Collected data entries:
>>>>>
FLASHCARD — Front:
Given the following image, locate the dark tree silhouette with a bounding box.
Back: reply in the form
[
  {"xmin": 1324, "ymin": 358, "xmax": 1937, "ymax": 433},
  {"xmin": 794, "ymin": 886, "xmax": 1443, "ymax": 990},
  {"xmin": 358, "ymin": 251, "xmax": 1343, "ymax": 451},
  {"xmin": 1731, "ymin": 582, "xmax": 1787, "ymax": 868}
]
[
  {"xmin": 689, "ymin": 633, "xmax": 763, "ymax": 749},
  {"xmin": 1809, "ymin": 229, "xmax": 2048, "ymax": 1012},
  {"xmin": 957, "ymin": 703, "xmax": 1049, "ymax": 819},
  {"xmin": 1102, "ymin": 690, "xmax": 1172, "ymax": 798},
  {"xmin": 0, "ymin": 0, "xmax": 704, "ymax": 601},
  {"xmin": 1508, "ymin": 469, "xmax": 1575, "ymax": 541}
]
<<<<<
>>>>>
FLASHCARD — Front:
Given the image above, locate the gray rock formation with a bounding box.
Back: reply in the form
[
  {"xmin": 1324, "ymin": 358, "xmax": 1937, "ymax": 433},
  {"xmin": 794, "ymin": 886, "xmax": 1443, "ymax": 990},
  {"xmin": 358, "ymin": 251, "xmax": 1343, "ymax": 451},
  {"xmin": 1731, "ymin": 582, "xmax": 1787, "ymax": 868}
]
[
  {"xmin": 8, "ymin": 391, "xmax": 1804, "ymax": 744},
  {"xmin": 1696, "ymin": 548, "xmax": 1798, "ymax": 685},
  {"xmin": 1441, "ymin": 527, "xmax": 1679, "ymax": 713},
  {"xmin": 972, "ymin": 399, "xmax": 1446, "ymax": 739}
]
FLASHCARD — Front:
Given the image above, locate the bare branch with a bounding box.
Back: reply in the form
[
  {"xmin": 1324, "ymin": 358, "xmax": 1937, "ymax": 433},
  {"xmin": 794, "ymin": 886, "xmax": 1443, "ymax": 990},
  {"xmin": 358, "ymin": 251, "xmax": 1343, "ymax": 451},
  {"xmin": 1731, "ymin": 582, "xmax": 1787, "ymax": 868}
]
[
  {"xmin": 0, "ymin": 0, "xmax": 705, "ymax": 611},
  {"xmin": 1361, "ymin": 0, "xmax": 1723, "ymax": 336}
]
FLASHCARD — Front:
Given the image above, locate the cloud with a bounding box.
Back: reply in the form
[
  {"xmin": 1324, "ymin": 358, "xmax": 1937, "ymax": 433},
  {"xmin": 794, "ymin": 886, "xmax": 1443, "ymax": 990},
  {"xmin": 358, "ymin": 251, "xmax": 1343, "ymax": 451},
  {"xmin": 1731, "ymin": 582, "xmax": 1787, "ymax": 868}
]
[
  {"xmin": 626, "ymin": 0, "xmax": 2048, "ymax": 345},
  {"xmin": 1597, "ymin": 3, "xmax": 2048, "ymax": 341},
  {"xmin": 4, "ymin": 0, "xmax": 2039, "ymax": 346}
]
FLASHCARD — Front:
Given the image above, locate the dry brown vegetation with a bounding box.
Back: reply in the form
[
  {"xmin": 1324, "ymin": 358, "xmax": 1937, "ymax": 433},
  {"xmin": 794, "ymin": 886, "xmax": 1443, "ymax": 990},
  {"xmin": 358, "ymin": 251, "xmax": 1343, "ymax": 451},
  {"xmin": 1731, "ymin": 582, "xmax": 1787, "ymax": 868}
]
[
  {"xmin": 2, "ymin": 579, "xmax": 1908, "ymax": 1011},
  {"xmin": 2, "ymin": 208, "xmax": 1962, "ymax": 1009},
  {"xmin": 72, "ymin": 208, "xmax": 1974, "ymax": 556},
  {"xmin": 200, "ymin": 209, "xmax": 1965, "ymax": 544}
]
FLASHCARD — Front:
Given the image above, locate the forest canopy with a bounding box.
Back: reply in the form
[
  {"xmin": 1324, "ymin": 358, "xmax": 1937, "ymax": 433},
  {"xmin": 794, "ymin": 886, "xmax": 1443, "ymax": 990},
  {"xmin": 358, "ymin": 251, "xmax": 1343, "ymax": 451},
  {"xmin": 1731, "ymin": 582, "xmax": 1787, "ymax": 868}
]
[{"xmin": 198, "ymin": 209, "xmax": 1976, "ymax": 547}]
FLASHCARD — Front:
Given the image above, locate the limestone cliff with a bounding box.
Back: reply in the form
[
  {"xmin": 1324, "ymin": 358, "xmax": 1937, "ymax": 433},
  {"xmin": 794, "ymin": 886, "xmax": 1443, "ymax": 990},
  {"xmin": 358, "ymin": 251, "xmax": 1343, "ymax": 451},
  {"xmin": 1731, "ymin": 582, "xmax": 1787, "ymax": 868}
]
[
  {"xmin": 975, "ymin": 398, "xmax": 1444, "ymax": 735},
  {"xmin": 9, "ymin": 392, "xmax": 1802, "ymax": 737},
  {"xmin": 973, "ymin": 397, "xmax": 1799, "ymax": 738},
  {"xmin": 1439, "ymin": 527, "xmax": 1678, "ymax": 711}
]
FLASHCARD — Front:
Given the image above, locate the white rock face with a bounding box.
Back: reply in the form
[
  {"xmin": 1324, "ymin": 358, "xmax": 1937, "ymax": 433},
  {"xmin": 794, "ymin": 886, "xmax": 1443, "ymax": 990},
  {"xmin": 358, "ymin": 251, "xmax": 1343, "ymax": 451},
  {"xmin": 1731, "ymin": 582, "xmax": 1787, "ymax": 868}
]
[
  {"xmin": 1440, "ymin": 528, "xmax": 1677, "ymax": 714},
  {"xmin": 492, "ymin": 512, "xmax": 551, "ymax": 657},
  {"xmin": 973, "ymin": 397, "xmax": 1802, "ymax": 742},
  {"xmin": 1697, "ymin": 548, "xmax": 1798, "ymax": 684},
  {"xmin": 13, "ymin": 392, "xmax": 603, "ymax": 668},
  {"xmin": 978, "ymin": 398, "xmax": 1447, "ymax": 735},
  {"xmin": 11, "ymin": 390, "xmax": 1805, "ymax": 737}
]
<<<<<
INSTRUCTIONS TO FOLLOW:
Look through the entries above; copy each line where the string "locate" appears.

FINAL ANSWER:
Given the following image, locate the dark tree silhouette with a bounding box.
Given the image above, locate the gray rock formation with a bounding box.
Given the image above, locate the bare branch with a bounding box.
Given the image above, locate the cloud with a bounding box.
Given the image above, locate the dry brown vegetation with a bounding box.
Given the image above, locate the forest canopy with a bounding box.
Given the image above, locate the limestone cliff with a bounding box.
Given the image above, locate the white rock face with a bounding box.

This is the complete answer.